# Mead Yeast Suggestions



## Chookers (16/11/10)

Hi, I just wanted to get everyones opinions on what yeasts they use for their meads, and what the finished products taste like.. eg sweet/dry/semi/.. 

I have used:

EC-1118
SIHA (Begerow) Germany RIESLING -ACTIVE YEAST 7.
Others I have at hand but have'nt used yet are: 
Vintner's Harvest SN9
Brewcraft Cider Yeast
Safbrew T-58
I would be happy to hear opions on these yeast aswell if anyone has any knowledge or experience in using them with Mead.

Thanks and happy brewing (I suppose?) B)


----------



## stux (16/11/10)

Chookers said:


> Hi, I just wanted to get everyones opinions on what yeasts they use for their meads, and what the finished products taste like.. eg sweet/dry/semi/..
> 
> I have used:
> 
> ...



I used Whitelabs 720 Sweet Mead on a cider recently. Worked nicely, no unwanted flavours, but didn't quite have the low attenuation (0.998!!) I was looking for 

I harvested it again and plan to try it in a mead soonish


----------



## Airgead (16/11/10)

Chookers said:


> Hi, I just wanted to get everyones opinions on what yeasts they use for their meads, and what the finished products taste like.. eg sweet/dry/semi/..
> 
> I have used:
> 
> ...



I've just done a couple of batches using some different yeasts to see what they are like. I used DV10 in one and 71B in the other. The 71B is coming out particularly well.

Cheers
Dave


----------



## Chookers (17/11/10)

Airgead said:


> I've just done a couple of batches using some different yeasts to see what they are like. I used DV10 in one and 71B in the other. The 71B is coming out particularly well.
> 
> Cheers
> Dave




Are they both Lalvin yeasts...
Im going to order these yeasts and try them out.. I found another store that sells D47 its http://www.thbs.intas.net/wine_ingredients.htm#Wine Yeasts <--thats part of the web site

Im going to gather as many yeasts as I can, and try them all out.. but I am only interested in the ones that DO'NT finish dry..

Im not a fan of the DRY, or the Marsala sweet either... I like it in the middle... so if anyone can suggest yeast with that result, that would be awesome.


----------



## drsmurto (17/11/10)

Used Wyeast 4184 Sweet Mead yeast in a Raspberry Cyser recently.

Still conditioning but the taste at racking was very promising. A tad sweeter than the first batch which used the champagne yeast - EC-1118.


----------



## barls (17/11/10)

hey dr is that my recipe that your making with the sweet mead.
on that the white labs and wyeast are the same strain in the sweet mead.

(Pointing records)
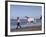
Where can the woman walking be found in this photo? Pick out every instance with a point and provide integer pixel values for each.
(18, 23)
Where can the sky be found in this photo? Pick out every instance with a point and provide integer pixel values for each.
(23, 10)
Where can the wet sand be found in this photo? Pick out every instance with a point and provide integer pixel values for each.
(33, 28)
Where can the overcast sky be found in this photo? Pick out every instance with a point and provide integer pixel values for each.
(22, 11)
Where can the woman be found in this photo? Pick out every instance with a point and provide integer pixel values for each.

Tasks for this exercise:
- a) In the mead yeast thread, what does barls state about the White Labs and Wyeast sweet mead yeasts?
- b) Explain why Chookers, in the mead yeast thread, wants to try only yeasts that do not finish dry.

Written responses:
- a) They are the same strain.

- b) Chookers is not a fan of dry mead or of Marsala-sweet mead and prefers something in the middle. Chookers therefore wants yeasts that produce that in-between result.